Substitute "examine" for every "analyze" in the items below, and repeat the items with nothing else changed, leaving out the pictures.

▶ Stored data:
※ ※ ※
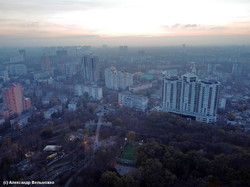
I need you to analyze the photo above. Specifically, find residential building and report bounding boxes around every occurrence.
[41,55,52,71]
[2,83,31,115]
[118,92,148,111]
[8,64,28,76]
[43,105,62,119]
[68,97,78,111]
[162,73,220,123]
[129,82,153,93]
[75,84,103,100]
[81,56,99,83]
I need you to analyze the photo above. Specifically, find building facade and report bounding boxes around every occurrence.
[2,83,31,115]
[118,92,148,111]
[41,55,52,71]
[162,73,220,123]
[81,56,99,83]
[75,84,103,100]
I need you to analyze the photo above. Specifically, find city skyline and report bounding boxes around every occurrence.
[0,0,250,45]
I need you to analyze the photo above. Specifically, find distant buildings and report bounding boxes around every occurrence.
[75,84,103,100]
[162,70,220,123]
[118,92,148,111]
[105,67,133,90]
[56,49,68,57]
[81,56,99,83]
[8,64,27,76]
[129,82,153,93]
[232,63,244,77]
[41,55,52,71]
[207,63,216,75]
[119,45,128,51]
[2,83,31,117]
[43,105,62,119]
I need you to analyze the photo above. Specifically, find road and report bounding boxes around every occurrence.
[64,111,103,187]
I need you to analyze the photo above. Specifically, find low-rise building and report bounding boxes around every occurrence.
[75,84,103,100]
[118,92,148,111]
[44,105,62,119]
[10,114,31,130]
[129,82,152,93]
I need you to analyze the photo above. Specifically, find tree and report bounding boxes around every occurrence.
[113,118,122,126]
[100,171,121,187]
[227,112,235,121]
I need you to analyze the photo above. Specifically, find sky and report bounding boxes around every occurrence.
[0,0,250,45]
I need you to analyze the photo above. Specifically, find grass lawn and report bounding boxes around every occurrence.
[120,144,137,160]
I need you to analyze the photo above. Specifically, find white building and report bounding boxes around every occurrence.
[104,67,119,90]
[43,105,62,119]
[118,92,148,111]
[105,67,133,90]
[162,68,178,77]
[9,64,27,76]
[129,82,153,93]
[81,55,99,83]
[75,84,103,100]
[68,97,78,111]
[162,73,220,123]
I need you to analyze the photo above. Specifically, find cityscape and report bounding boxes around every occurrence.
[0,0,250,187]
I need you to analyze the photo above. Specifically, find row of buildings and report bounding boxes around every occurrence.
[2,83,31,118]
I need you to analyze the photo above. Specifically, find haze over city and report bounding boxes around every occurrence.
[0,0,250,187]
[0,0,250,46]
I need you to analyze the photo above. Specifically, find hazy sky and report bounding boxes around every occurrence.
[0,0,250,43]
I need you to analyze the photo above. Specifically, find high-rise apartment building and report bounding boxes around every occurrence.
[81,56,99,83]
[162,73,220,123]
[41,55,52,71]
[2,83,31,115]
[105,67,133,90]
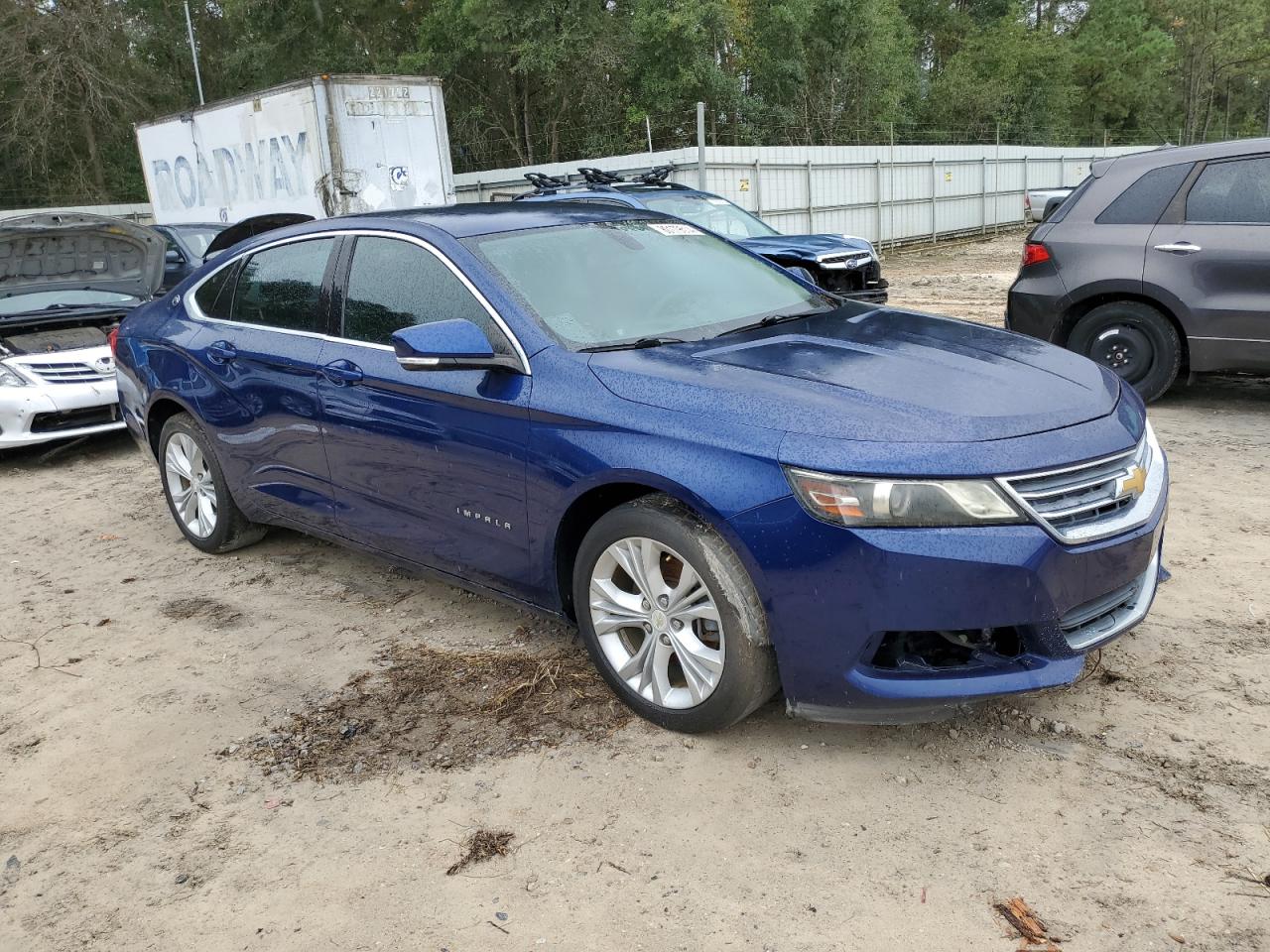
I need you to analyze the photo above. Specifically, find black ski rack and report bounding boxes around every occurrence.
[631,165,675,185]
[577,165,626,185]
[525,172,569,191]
※ ※ ※
▶ Solution:
I need you to examine the photo above. Specifically, find residential building and report bounding boxes around every occurrence.
[41,55,52,71]
[2,83,31,115]
[118,92,148,111]
[8,64,28,76]
[43,105,62,119]
[68,97,78,111]
[162,73,220,123]
[129,82,153,93]
[75,84,103,100]
[81,56,99,83]
I need you to examine the photo above. Specifically, find building facade and report bounding boxes around every occurrence.
[2,83,31,115]
[118,92,148,111]
[41,55,52,71]
[162,73,220,123]
[81,56,99,83]
[75,84,103,100]
I need you to examine the photo above. Specifically, find city skyline and report bounding boxes around every occurrence.
[0,0,250,45]
I need you to examine the photo above. Specifically, find distant buildings and report bounding boxes around every occurrence.
[75,84,103,100]
[162,70,220,123]
[118,92,148,111]
[105,67,133,90]
[56,49,68,57]
[81,56,99,83]
[8,64,27,76]
[129,82,153,93]
[232,63,244,77]
[41,55,52,71]
[207,63,216,75]
[119,45,128,51]
[2,83,31,117]
[43,105,62,119]
I need you to examine the photo above. Specifically, find road and report bounding boxes around every occurrence.
[64,111,103,187]
I need you to examine the photo above. Specifically, find low-rise building and report bounding boxes around every occurrence.
[75,84,103,100]
[118,92,148,111]
[44,105,62,119]
[10,114,31,130]
[129,82,152,93]
I need you to examine the photo above. Specifically, find tree and report bounding boxes around every occurrence.
[113,118,122,126]
[100,171,121,187]
[227,112,235,121]
I need you to examine the photo above. Specifically, find sky and report bounding boxes around every occurrence.
[0,0,250,45]
I need you to examine the photo above. Specifically, find grass lawn and report bounding boxes around every occurrence.
[120,144,137,160]
I need you to examine the photo above. Specifically, find white building and report bounding boxes around every occurrence.
[104,67,119,90]
[43,105,62,119]
[118,92,148,111]
[105,67,133,90]
[162,68,178,77]
[9,64,27,76]
[129,82,153,93]
[81,55,99,83]
[75,84,103,100]
[68,97,78,111]
[162,73,220,123]
I need you to examine the photo above. Specifically, find cityscape and report bounding boxes around every occurrence.
[0,0,250,187]
I need you to examine the photo above. Specifically, find row of buildings and report bounding boxes around every occurrence.
[2,83,31,118]
I need you to examine the photo above. Specifically, find haze over city and report bounding boxes around every occurrence.
[0,0,250,187]
[0,0,250,46]
I need you to examine the photo above. Specifically, find hazy sky and report bounding boxes around every occurrence.
[0,0,250,43]
I need you to examine the photo above. Specifically, find high-rise apartment building and report bounding boxes around every occurrence.
[81,56,99,83]
[162,73,220,123]
[41,55,52,71]
[2,83,31,115]
[105,67,133,90]
I need you to examine the photo above. Specifically, find black ski rack and report bounding boxes around every occurrence.
[631,165,675,185]
[577,165,626,185]
[525,172,569,191]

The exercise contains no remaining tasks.